> _EXTRACT_:
And Barro, I understood that you got involved in student rugby a little more recently than Michiel, how did you experience this switch? Did you find it a big difference at all?

Where it may look messy among students, there is more solidarity and discipline among students than among burgers. There is a natural camaraderie among rugby students that is born from taking responsibilities from the first year that you are at a club and I like that. This is the case with the game you play on the field but also outside the field, such as a board position. Everyone has a role at the club and everyone has to take their responsibilities, such as the “call round” we had at DSR-C. Every club in the Netherlands should function like this.

Also important for students, what is your best memory that you do not remember?

Michiel:           You have to ask her for that….

Barro:             Scoring the winning try for HRC against Boisfort in the 2002 Eurocup final in the final seconds of the match.

Most beautiful trip? And why?

> _EXPLORE THE MATERIAL_:
a) In the rugby interview, which team did Barro score the winning try against in the 2002 Eurocup final?
b) Please retype the stretch of the rugby interview from "Where it may" through "trip? And why?".

> _DATA LISTING_:

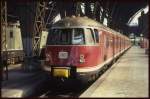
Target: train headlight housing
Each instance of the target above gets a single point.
(82, 59)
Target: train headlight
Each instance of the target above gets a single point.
(82, 60)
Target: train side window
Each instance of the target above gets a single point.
(11, 34)
(78, 36)
(89, 36)
(96, 35)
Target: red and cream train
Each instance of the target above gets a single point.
(78, 47)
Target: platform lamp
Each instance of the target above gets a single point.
(141, 38)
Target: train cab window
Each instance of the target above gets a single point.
(89, 37)
(11, 34)
(78, 36)
(59, 37)
(96, 35)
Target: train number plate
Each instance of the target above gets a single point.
(61, 72)
(63, 55)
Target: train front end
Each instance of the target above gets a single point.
(71, 52)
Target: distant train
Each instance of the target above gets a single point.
(78, 48)
(14, 48)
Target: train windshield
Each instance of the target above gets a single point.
(67, 36)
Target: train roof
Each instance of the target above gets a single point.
(82, 21)
(77, 21)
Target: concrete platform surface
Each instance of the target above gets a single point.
(21, 83)
(128, 77)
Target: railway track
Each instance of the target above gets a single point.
(64, 89)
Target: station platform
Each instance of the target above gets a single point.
(128, 77)
(22, 83)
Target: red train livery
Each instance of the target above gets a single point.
(78, 47)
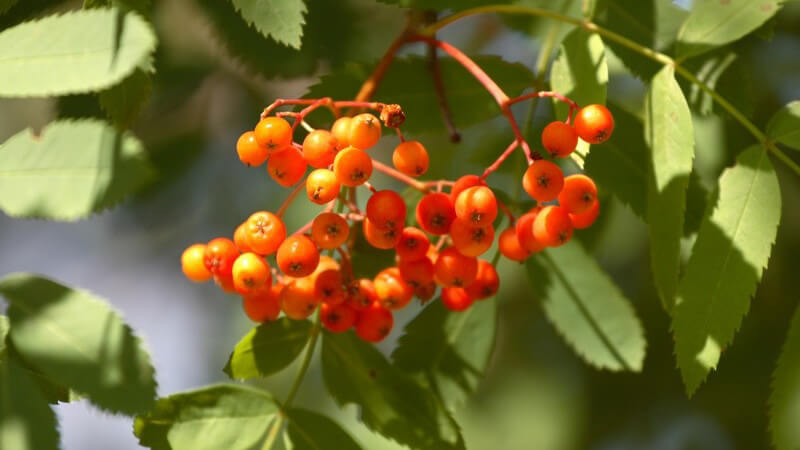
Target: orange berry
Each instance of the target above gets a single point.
(249, 151)
(469, 239)
(510, 247)
(274, 134)
(322, 186)
(594, 124)
(298, 300)
(543, 180)
(263, 305)
(586, 218)
(578, 195)
(552, 226)
(193, 265)
(386, 209)
(352, 166)
(378, 237)
(412, 245)
(341, 132)
(456, 299)
(435, 213)
(329, 230)
(250, 273)
(264, 232)
(455, 269)
(337, 318)
(476, 205)
(219, 255)
(286, 167)
(365, 131)
(298, 256)
(559, 139)
(319, 148)
(411, 158)
(486, 283)
(374, 323)
(524, 231)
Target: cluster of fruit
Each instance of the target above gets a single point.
(462, 219)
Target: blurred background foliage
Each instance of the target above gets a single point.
(215, 74)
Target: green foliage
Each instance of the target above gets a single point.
(77, 340)
(587, 308)
(228, 416)
(731, 251)
(76, 52)
(457, 348)
(268, 348)
(713, 23)
(281, 20)
(409, 84)
(308, 430)
(70, 170)
(670, 136)
(785, 397)
(391, 403)
(784, 127)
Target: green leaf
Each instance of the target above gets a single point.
(669, 133)
(714, 23)
(731, 251)
(785, 397)
(282, 20)
(784, 127)
(409, 84)
(457, 347)
(70, 170)
(79, 51)
(587, 308)
(77, 340)
(224, 416)
(268, 348)
(125, 101)
(308, 430)
(391, 403)
(26, 420)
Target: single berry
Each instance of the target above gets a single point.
(559, 139)
(249, 151)
(594, 124)
(322, 186)
(193, 265)
(411, 158)
(274, 134)
(297, 256)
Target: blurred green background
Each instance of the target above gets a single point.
(537, 394)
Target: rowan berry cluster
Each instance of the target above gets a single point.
(461, 220)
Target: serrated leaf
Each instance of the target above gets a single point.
(784, 127)
(391, 403)
(308, 430)
(785, 397)
(77, 340)
(70, 170)
(714, 23)
(670, 136)
(587, 308)
(224, 416)
(268, 348)
(457, 347)
(124, 101)
(409, 84)
(26, 420)
(77, 52)
(282, 20)
(728, 258)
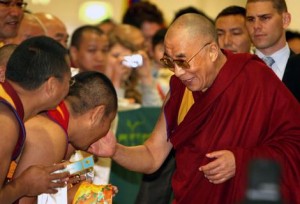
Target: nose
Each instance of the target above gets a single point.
(227, 40)
(14, 10)
(256, 25)
(178, 71)
(100, 56)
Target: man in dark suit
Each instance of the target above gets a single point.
(266, 23)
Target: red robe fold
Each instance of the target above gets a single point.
(248, 111)
(60, 115)
(10, 98)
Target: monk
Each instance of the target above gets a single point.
(37, 79)
(223, 111)
(81, 119)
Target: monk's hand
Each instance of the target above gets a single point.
(43, 179)
(221, 168)
(105, 146)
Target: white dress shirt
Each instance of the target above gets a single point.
(280, 57)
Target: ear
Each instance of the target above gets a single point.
(97, 114)
(74, 55)
(49, 86)
(286, 18)
(2, 73)
(213, 51)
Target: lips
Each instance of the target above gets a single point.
(187, 81)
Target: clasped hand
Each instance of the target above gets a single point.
(221, 169)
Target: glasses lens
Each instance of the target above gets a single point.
(167, 62)
(21, 5)
(182, 64)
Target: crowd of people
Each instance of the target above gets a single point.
(228, 89)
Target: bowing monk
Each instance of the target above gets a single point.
(223, 110)
(37, 79)
(82, 118)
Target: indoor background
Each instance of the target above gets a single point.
(78, 12)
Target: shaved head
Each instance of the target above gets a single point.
(55, 28)
(195, 26)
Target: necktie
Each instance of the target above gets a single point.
(269, 61)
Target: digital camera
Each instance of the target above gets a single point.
(133, 61)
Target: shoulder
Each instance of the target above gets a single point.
(42, 133)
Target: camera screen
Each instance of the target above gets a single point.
(133, 61)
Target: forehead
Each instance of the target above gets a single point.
(230, 21)
(260, 8)
(179, 44)
(93, 38)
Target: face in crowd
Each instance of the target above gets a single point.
(232, 33)
(11, 14)
(91, 54)
(266, 26)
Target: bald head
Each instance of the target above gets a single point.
(195, 26)
(128, 36)
(30, 27)
(55, 28)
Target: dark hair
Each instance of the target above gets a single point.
(289, 35)
(77, 34)
(35, 60)
(142, 11)
(159, 37)
(232, 10)
(92, 89)
(5, 53)
(279, 5)
(191, 9)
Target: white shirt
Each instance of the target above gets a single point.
(280, 57)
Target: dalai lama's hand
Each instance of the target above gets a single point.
(221, 168)
(104, 147)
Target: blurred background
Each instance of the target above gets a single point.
(75, 13)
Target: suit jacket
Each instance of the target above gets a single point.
(291, 76)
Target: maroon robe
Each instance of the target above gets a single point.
(60, 115)
(248, 111)
(16, 107)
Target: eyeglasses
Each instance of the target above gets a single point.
(19, 4)
(72, 81)
(184, 64)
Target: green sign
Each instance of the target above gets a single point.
(134, 127)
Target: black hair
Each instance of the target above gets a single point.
(232, 10)
(35, 60)
(77, 34)
(289, 35)
(142, 11)
(159, 37)
(91, 89)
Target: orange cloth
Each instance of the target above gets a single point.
(93, 194)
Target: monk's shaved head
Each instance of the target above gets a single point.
(195, 26)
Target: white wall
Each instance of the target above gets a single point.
(67, 10)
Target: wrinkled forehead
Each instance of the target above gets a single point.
(179, 42)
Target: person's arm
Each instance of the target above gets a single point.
(148, 157)
(34, 181)
(45, 145)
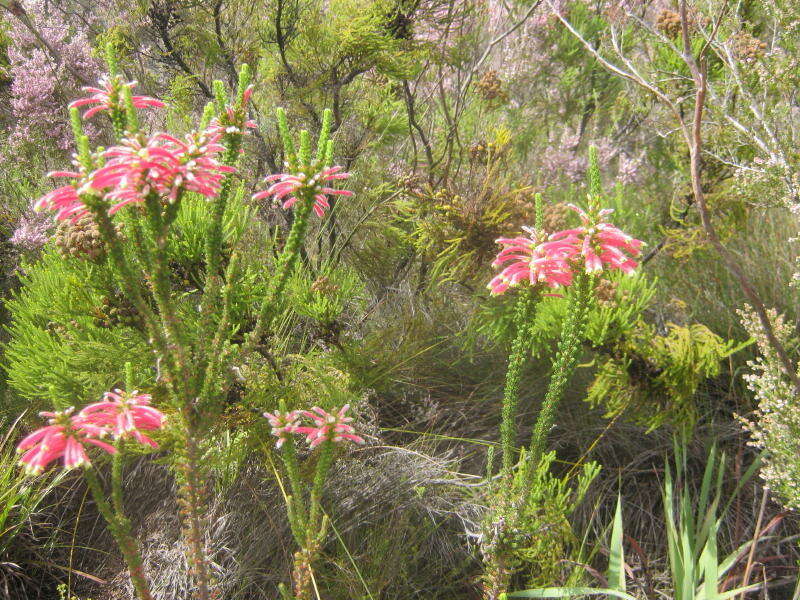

> _EXPECTED OUTPUTS_:
a) Boisfort.

b)
Where it may look messy among students, there is more solidarity and discipline among students than among burgers. There is a natural camaraderie among rugby students that is born from taking responsibilities from the first year that you are at a club and I like that. This is the case with the game you play on the field but also outside the field, such as a board position. Everyone has a role at the club and everyone has to take their responsibilities, such as the “call round” we had at DSR-C. Every club in the Netherlands should function like this.

Also important for students, what is your best memory that you do not remember?

Michiel:           You have to ask her for that….

Barro:             Scoring the winning try for HRC against Boisfort in the 2002 Eurocup final in the final seconds of the match.

Most beautiful trip? And why?